Stored data:
====

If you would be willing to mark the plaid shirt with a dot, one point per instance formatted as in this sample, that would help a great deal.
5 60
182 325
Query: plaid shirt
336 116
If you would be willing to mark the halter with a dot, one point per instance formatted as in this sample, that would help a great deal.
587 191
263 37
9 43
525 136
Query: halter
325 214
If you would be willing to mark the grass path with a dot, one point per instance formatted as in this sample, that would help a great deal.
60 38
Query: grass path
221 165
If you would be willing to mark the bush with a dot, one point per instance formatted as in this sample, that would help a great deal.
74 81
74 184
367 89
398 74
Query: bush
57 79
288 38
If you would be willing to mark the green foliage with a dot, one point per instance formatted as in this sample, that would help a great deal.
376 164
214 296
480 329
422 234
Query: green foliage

====

> Exercise goal
Reproduce every one of the entries above word for word, from the first line through the last.

> Response to the task
If you would be willing to mark the plaid shirt with a dot, one point per instance formatted as in this sample, that would help a great deal.
5 60
182 325
Query: plaid shirt
336 116
If you would be willing to mark the halter with a dot, one point per instance formatted as in this sample, that would help a great deal.
587 191
263 37
9 43
525 136
Query: halter
325 214
If you would be willing to mark the grass path with a dot, one point per instance formatted as in this sample, that would help a great deal.
60 38
Query: grass path
221 165
If you would be willing to mark the bush with a dot, one point per instance formatted as in this sample, that would help a great deal.
74 81
74 184
367 89
398 74
Query: bush
57 79
288 38
If you would be willing to mark the green foliage with a dot, one point per instance formatted as in this sample, that would help a great deal.
376 164
214 296
480 329
422 234
Query: green foliage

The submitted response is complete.